[Start RECORD LIST]

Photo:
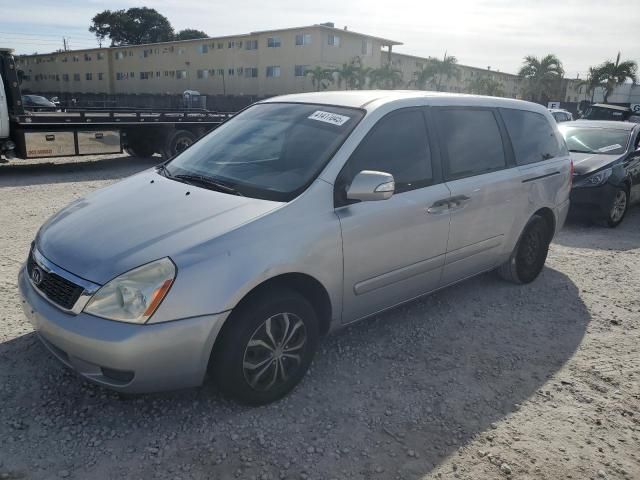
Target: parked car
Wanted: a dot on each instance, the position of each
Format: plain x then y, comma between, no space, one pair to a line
603,111
302,214
37,103
606,159
560,115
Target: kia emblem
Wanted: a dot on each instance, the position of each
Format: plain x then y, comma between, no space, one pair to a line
36,275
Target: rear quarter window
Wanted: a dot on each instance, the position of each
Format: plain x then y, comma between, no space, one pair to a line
533,138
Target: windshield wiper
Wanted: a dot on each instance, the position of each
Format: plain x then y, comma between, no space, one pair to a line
163,170
208,182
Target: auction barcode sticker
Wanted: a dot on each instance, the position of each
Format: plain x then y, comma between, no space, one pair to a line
328,117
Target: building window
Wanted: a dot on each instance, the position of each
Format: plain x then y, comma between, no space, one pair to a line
366,47
273,42
251,72
303,39
273,71
333,40
300,70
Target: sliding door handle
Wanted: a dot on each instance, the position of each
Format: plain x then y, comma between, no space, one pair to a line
440,206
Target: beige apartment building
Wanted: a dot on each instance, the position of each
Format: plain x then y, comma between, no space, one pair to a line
258,63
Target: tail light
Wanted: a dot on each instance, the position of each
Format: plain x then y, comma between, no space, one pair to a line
571,174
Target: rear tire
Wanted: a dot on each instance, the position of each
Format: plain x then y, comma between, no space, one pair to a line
528,257
177,142
266,347
618,208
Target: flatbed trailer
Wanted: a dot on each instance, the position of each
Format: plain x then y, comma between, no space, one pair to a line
141,132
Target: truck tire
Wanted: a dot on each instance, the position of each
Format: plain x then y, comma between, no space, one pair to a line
177,142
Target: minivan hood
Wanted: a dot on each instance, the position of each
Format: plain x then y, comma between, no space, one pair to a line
584,163
138,220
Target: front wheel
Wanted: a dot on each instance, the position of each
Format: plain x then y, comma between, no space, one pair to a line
266,348
528,258
618,208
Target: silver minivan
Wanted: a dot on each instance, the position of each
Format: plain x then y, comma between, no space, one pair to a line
301,214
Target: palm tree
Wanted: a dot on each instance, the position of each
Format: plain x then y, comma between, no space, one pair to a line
613,74
348,73
386,77
424,75
541,75
481,85
444,69
321,77
592,82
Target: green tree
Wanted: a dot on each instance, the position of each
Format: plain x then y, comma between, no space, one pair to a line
444,69
612,74
321,77
541,76
347,74
590,83
131,27
483,85
190,34
386,77
424,76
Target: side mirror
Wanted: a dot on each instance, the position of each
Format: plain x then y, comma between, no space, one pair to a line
368,186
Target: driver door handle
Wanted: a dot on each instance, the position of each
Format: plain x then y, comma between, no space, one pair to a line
439,206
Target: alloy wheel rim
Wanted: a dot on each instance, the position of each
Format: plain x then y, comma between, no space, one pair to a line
619,206
274,351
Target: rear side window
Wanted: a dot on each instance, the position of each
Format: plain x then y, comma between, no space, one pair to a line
471,141
397,145
532,137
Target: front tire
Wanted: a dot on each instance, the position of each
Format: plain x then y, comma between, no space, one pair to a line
618,208
528,257
266,347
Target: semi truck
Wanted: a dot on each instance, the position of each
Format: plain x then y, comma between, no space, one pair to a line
26,134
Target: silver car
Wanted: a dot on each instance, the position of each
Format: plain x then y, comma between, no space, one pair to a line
300,215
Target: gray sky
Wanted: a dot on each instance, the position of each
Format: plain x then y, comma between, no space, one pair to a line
481,33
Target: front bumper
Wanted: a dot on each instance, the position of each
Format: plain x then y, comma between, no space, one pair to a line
595,201
125,357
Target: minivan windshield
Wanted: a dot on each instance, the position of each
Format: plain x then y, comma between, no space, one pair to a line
595,140
271,151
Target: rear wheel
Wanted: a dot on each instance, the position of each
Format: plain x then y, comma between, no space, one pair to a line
618,208
177,142
266,347
528,258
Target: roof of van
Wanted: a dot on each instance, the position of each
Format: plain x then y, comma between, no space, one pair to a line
611,124
363,98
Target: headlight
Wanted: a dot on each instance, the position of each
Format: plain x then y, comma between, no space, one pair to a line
596,179
135,295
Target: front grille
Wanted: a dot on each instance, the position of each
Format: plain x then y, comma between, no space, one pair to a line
59,290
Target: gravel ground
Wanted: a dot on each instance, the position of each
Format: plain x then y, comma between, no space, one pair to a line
483,380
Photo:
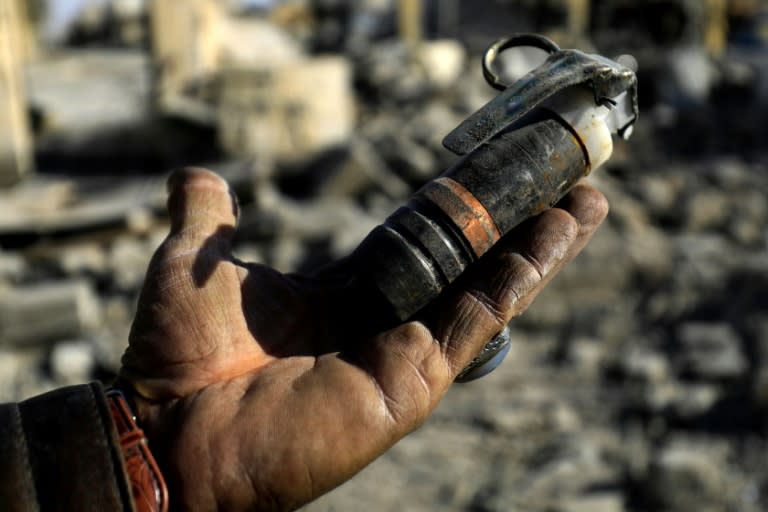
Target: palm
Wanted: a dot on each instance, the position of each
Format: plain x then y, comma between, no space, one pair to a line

[End RECORD LIST]

* **WHAT THE EXERCISE ASKS**: Copy all of the records above verbatim, leaving out the pictures.

* **SOLUTION FOR THIS TASK**:
Photo:
Target: parked car
Wanted: a dot on each instance, the position of each
Format: plain x then y, comma between, no space, one pair to a line
603,111
302,214
37,103
606,159
560,115
Target: kia emblem
Wanted: a dot on each instance, the position of each
Format: plain x then y, comma between, no space, one pair to a line
36,275
Target: rear quarter window
Wanted: a dot on each instance, the position of each
Format: plain x then y, comma between, no space, one pair to a line
533,138
Target: windshield wiper
Wanted: a dot on each instance, the position of each
Format: plain x then y, comma between, no space, one pair to a line
163,170
208,182
Target: auction barcode sticker
Wanted: a dot on each instance, the position of each
Format: plain x then y, comma between, no space, one pair to a line
328,117
Target: building window
Wanted: a dot on each instance, the position of each
Format: plain x then y, comma between, no space, one pair to a line
366,47
273,42
251,72
303,39
273,71
333,40
300,70
Target: sliding door handle
Wanted: a dot on each instance, the position of each
Format: plain x then y, comma between, no space, one pair to a line
440,206
Target: beige apartment building
Wanted: a dot on each instance, the position of each
Format: plain x then y, comma between, no space, one pair to a line
258,63
Target: tail light
Wanted: a dot on each instance, the position of each
Format: plain x then y, comma between, no space, one pair to a line
571,174
Target: rear tire
Wanted: a dot on each instance, the position of each
Format: plain x then y, comma between, no space, one pair to a line
528,257
177,142
266,347
618,208
Target: flatbed trailer
Wanted: a dot on each instance, the position of each
Format: plain x then y, comma between, no space, one pair to a line
141,132
Target: truck tire
Wanted: a dot on each instance, the position of each
Format: plain x then y, comma between, no space, one pair to a line
177,142
Target: minivan hood
Wanted: a dot on each instance, the position of each
Format: plain x then y, comma between, no space, one pair to a line
584,163
138,220
Target: front wheel
Wanted: a dot on each instance, the position of each
Format: plain x then y, comma between, no space, one pair to a line
266,348
528,258
618,208
Target: silver minivan
Wanted: a dot on each instance, the position of each
Format: plain x then y, comma between, no space, one pair to a line
301,214
Target: palm tree
Wanted: a dot on each instance, the position of each
Format: plain x then y, comma between, no space, one pair to a line
613,74
348,73
386,77
424,75
541,75
481,85
444,69
321,77
592,82
Target: green tree
Wanted: a dot on each instance, the position of each
Format: plain x then y, comma between, no space, one pair to a line
444,69
612,74
321,77
541,76
347,74
590,83
131,27
483,85
190,34
386,77
424,76
Target: side mirror
Wanted: a dot on each instance, the position of each
Format: plain x then y, comma between, no space, one pair to a line
368,186
Target: driver door handle
Wanted: a dot on each instance, the position of each
Format: plain x then y, comma between, no space, one pair to a line
439,206
Target: alloy wheel rim
Wanted: a dot on each instance, the position of each
Format: plain x then y, comma between, no space, one pair to a line
619,206
274,351
Target: rear side window
Wanted: a dot on each instance, the position of each
Format: plain x then y, comma between, no space, one pair to a line
471,141
397,145
532,137
Target: front tire
Wanted: a dot on each instance, the position of each
Format: plain x then y, comma between, no space, one pair to a line
618,208
528,257
266,347
Target: semi truck
Wanted: a dot on each instance, the position of each
Format: plain x then y, comma between, no space, one pair to a line
26,134
Target: silver car
Wanted: a dot on each instance, the position of each
Format: plain x then y, comma between, no space, one pair to a line
300,215
Target: gray sky
Wanted: a dot on each instance, the position of each
Format: plain x then y, comma between, no space, one pair to a line
481,33
Target: front bumper
Wanted: a dot on each instance, the position of each
Format: plain x then y, comma between, no space, one pair to a line
595,201
125,357
Target: minivan windshield
Wanted: a dot on each instance, the position of each
Format: plain x then y, comma between, no space, one pair to a line
595,140
271,151
Target: rear wheel
Wanted: a dot on each instance, the position of each
Format: plain x then y, comma between, no space, one pair to a line
618,208
177,142
266,347
528,258
Target: roof of van
Wanted: a dot on each instance, the position of each
Format: plain x then y, comma between, no space, one pair to a line
611,124
363,98
Target: headlight
Wanted: a dot on each instance, the position of each
Format: plain x then y, comma between, no space, one pair to a line
596,179
135,295
Target: front grille
Wanted: a dot on each instance, the position of each
Format: plain x then y, comma between, no space, one pair to a line
59,290
Target: gravel ground
Wanted: a dot on each instance, the position of each
Format: plain x then y, comma between, no space, one pair to a line
483,380
Photo:
Target: palm
Wanted: a dot on each instance, the position of each
Format: plain x then y, comma between, no space, one pair to a line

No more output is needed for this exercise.